▶ [Extracted entries]:
_____

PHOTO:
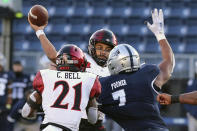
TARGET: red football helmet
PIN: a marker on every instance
(101, 36)
(71, 58)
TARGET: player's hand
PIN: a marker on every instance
(35, 27)
(164, 99)
(158, 24)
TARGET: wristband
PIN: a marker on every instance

_____

▶ [Problem statement]:
Your answer is all of the records restated word for word, pictures excluded.

▶ [Answer to the problem]:
PHOTO:
TARGET: red football helmet
PIN: a marker on every instance
(101, 36)
(71, 58)
TARGET: player's hand
PIN: a marker on every instance
(35, 27)
(164, 99)
(158, 24)
TARGET: wristband
PIN: a marker on every instance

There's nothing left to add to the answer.